- _What you will do_
Copy out the entries that come next, exactly.

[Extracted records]
────────

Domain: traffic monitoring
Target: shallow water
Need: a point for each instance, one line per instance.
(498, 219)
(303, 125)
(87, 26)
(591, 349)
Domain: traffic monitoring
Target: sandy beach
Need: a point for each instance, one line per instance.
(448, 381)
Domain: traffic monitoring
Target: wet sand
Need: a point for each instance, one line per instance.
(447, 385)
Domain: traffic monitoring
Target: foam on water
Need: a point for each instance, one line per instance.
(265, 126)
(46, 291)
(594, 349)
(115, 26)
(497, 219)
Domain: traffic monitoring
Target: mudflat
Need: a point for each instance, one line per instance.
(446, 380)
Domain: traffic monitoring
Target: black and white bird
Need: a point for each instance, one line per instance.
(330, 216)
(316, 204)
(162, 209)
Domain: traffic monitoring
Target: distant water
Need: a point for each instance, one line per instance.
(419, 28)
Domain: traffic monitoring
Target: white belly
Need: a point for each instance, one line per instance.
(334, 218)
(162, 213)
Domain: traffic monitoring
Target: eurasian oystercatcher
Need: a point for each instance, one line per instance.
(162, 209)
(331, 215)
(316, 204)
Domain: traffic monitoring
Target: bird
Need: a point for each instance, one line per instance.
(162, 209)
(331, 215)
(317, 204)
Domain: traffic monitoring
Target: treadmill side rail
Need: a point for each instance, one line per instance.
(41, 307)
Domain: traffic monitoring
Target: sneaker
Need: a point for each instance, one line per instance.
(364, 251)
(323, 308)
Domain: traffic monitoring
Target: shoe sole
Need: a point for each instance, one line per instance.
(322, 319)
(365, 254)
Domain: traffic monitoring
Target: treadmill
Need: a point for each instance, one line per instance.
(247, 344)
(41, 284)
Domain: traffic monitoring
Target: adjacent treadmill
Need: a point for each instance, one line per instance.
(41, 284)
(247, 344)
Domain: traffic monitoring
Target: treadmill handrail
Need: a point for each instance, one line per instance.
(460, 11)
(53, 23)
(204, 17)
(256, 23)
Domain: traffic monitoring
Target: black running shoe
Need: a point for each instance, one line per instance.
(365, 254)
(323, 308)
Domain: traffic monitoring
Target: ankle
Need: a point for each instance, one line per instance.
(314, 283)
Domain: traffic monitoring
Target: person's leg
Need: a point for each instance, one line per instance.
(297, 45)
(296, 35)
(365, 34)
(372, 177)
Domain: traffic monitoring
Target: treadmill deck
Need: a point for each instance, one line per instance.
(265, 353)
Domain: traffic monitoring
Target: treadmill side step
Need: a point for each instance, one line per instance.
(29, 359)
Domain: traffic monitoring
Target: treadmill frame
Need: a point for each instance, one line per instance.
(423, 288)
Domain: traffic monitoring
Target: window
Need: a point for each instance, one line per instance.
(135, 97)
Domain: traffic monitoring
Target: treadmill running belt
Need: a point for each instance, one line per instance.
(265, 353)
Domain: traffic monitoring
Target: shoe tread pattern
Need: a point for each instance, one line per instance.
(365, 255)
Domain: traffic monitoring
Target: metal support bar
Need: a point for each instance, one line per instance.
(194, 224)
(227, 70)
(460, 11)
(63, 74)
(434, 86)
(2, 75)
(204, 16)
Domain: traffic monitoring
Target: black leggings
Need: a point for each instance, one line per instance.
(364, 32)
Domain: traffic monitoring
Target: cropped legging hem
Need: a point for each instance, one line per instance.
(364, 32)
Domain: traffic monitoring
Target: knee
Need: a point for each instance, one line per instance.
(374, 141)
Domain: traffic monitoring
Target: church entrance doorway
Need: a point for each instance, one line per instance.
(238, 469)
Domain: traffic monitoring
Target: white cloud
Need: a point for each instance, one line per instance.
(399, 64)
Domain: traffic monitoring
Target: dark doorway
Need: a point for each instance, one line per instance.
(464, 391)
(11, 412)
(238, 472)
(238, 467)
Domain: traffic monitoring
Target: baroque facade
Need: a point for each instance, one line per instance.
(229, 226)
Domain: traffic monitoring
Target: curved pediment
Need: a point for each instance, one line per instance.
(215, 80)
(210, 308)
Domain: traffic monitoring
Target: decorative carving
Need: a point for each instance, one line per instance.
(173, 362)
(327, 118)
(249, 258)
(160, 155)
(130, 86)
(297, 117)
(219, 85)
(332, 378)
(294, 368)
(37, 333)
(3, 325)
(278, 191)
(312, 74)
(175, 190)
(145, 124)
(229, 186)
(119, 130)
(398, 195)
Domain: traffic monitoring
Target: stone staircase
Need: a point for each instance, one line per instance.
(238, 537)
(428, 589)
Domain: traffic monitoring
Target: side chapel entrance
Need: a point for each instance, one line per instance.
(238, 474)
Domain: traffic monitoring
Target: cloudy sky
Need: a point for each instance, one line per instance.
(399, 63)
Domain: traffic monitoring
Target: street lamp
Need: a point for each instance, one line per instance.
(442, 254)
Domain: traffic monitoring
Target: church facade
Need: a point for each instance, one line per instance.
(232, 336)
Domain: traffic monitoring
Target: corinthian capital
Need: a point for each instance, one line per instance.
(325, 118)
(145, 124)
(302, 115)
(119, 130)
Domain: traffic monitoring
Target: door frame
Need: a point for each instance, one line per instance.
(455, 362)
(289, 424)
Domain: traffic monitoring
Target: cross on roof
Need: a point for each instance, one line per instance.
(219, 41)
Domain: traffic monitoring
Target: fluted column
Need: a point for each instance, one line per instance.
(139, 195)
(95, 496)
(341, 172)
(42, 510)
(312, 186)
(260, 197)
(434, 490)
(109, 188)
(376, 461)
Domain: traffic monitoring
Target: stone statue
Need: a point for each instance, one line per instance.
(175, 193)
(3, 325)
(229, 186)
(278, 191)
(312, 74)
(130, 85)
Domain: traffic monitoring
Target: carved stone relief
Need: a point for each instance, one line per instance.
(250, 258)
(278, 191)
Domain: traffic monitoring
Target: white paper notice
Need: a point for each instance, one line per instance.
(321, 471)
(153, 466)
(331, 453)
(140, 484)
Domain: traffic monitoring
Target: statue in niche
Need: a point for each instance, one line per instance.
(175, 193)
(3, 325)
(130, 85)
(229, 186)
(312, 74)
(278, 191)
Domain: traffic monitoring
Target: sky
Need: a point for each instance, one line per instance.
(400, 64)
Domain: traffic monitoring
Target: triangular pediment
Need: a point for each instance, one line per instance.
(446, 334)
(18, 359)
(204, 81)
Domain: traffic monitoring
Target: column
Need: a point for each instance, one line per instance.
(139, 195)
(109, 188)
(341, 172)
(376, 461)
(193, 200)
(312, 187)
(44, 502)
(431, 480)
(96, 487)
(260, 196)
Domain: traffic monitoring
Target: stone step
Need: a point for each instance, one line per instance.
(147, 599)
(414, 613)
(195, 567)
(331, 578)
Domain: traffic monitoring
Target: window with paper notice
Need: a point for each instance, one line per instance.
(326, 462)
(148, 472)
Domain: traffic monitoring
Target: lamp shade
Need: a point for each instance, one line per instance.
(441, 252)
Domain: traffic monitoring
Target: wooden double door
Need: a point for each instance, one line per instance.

────────

- _Answer space_
Domain: traffic monitoring
Target: shallow water
Need: a point for each instance, one line per instance.
(498, 219)
(303, 125)
(87, 26)
(591, 349)
Domain: traffic monitoring
Target: sandy beach
Need: a point for each instance, one line per instance.
(448, 381)
Domain: traffic monitoring
Target: wet sand
Need: a point for each instance, one line per instance.
(447, 385)
Domain: traffic monitoring
Target: foam on water
Need: a point for each instance, one line per instance.
(265, 126)
(46, 291)
(594, 349)
(115, 26)
(497, 219)
Domain: traffic monitoring
Target: mudflat
Need: a point for each instance, one line per instance.
(446, 380)
Domain: traffic monitoring
Target: black and white bird
Need: a point for each instance, one line per instance.
(330, 216)
(316, 204)
(162, 209)
Domain: traffic monitoring
Target: distant water
Need: a point for each instance, one line per instance.
(419, 28)
Domain: traffic monitoring
Target: white belly
Need: a point for each instance, one line per instance.
(334, 218)
(162, 213)
Domain: traffic monitoring
Target: eurasian oystercatcher
Need: a point for each instance, one line per instance.
(162, 209)
(331, 215)
(316, 204)
Domain: traffic monitoring
Target: bird
Need: a point for each instance, one line per instance.
(162, 209)
(331, 215)
(317, 204)
Domain: traffic monitoring
Target: treadmill side rail
Need: a point for each instance, one line per instance.
(41, 307)
Domain: traffic monitoring
Target: sneaker
Need: a point for each instance, one line per instance.
(364, 251)
(323, 308)
Domain: traffic monitoring
Target: shoe sole
Need: a point for each instance, one line per instance.
(322, 319)
(365, 254)
Domain: traffic monitoring
Target: treadmill
Need: a point for each instance, one line per instance.
(247, 344)
(41, 284)
Domain: traffic monitoring
Target: adjacent treadmill
Need: a point for each instance, one line per instance.
(41, 284)
(247, 344)
Domain: traffic monitoring
Target: treadmill handrail
Need: a point for each instance, one line per instance.
(460, 11)
(53, 23)
(204, 17)
(256, 23)
Domain: traffic monitoring
Target: black running shoe
Need: a point for each instance, one line per instance.
(365, 254)
(323, 308)
Domain: traffic monitoring
Target: ankle
Need: a point for each instance, one line per instance.
(314, 283)
Domain: traffic monitoring
Target: person's leg
Need: a point for each instance, one line per instance.
(297, 45)
(296, 35)
(365, 34)
(372, 177)
Domain: traffic monitoring
Target: treadmill deck
Need: a point for each instance, one line per instance.
(265, 353)
Domain: traffic monitoring
Target: treadmill side step
Need: a point for each instance, one line per instance.
(29, 359)
Domain: traffic monitoring
Target: treadmill frame
Need: a point for each instance, one line per instance.
(423, 288)
Domain: traffic monitoring
Target: window
Need: a point for each instance, one line per instance.
(135, 97)
Domain: traffic monitoring
Target: treadmill running belt
Need: a point for each instance, one line per instance.
(265, 353)
Domain: traffic monitoring
Target: shoe tread pattern
Need: a point for each instance, one line per instance.
(365, 255)
Domain: traffic monitoring
Target: metal support bar
Need: a point for each instance, one line per instance.
(194, 224)
(227, 70)
(460, 11)
(63, 74)
(434, 86)
(2, 75)
(204, 16)
Domain: traffic monitoring
Target: black leggings
Need: a point for each instance, one line per instance.
(364, 32)
Domain: traffic monitoring
Target: cropped legging hem
Need: a point for each instance, one line per instance.
(364, 32)
Domain: traffic monitoring
Target: knee
Need: a point for each instance, one line per instance.
(374, 141)
Domain: traffic monitoring
Target: church entrance doorway
Need: a point for each instance, one line per instance.
(238, 469)
Domain: traffic monitoring
Target: white cloud
Need: a point for each instance, one line per instance.
(399, 64)
Domain: traffic monitoring
Target: dark doorway
Need: a point for each instance, one line per instance.
(464, 391)
(11, 412)
(238, 472)
(238, 467)
Domain: traffic monitoring
Target: baroque facade
Need: a point for each instance, one line per instance.
(229, 226)
Domain: traffic monitoring
Target: curved pediment
Need: a point for each instance, one line per instance.
(215, 80)
(210, 308)
Domain: traffic monitoring
Target: decorative carving
Need: a point for each instance, one line per instance.
(173, 362)
(327, 118)
(249, 258)
(160, 155)
(130, 86)
(297, 117)
(219, 85)
(332, 378)
(294, 368)
(37, 333)
(3, 325)
(278, 191)
(312, 74)
(175, 190)
(145, 124)
(229, 186)
(119, 130)
(398, 195)
Domain: traffic monitoring
Target: stone staircase
Need: a point for each instance, one line per instance.
(238, 537)
(428, 589)
Domain: traffic monitoring
Target: side chapel entrance
Need: a point for each instance, one line per instance.
(238, 474)
Domain: traffic monitoring
Target: cloudy sky
Need: a point for each instance, one line per instance.
(399, 63)
Domain: traffic monitoring
Target: street lamp
Need: a point for each instance, one line per instance.
(442, 254)
Domain: traffic monitoring
Target: church facade
Need: a point for each instance, one line per instance.
(232, 336)
Domain: traffic monitoring
Target: corinthian capital
Need: a point for each instance, one line per instance.
(325, 118)
(145, 124)
(302, 115)
(119, 130)
Domain: traffic monitoring
Target: door frame
Need: a point for each instance, one line per instance.
(455, 362)
(289, 424)
Domain: traffic monitoring
Target: cross on roof
Need: a point for each instance, one line per instance.
(219, 41)
Domain: traffic monitoring
Target: fluted column
Need: a point for each instance, one line per instance.
(139, 195)
(95, 496)
(341, 172)
(42, 510)
(312, 186)
(260, 197)
(434, 490)
(109, 188)
(376, 461)
Domain: traffic monitoring
Target: stone statue
Need: a point for each instance, one line per instance.
(175, 193)
(3, 325)
(229, 186)
(278, 191)
(312, 74)
(130, 85)
Domain: traffic monitoring
Target: carved stone relief
Need: a point for each instance, one line per instance.
(250, 258)
(278, 191)
Domain: traffic monitoring
Target: white paper notice
Need: a point for each instance, one line per instance.
(321, 471)
(153, 466)
(331, 453)
(140, 484)
Domain: traffic monitoring
Target: statue in niche
Need: a point for each instance, one line per instance.
(175, 193)
(3, 325)
(130, 85)
(229, 186)
(312, 74)
(278, 191)
Domain: traffic monitoring
Target: sky
Need: a point for each instance, one line per instance.
(400, 64)
Domain: traffic monitoring
Target: triangular pediment
Need: a point for each instance, one line per instance.
(446, 334)
(18, 359)
(204, 81)
Domain: traffic monitoring
Target: column
Need: a point for each instance, one line per instance.
(139, 195)
(109, 188)
(341, 172)
(376, 461)
(193, 200)
(312, 187)
(44, 502)
(431, 480)
(96, 487)
(260, 196)
Domain: traffic monitoring
Target: stone step
Need: a point for each instance, one line per instance.
(147, 599)
(414, 613)
(195, 567)
(331, 578)
Domain: traffic monitoring
Target: window with paper notice
Need: a point for each instance, one line per instance.
(326, 462)
(148, 472)
Domain: traffic monitoring
Target: lamp shade
Need: a point for each instance, one line per instance.
(441, 252)
Domain: traffic monitoring
Target: wooden double door
Need: a point for each instance, one line per instance.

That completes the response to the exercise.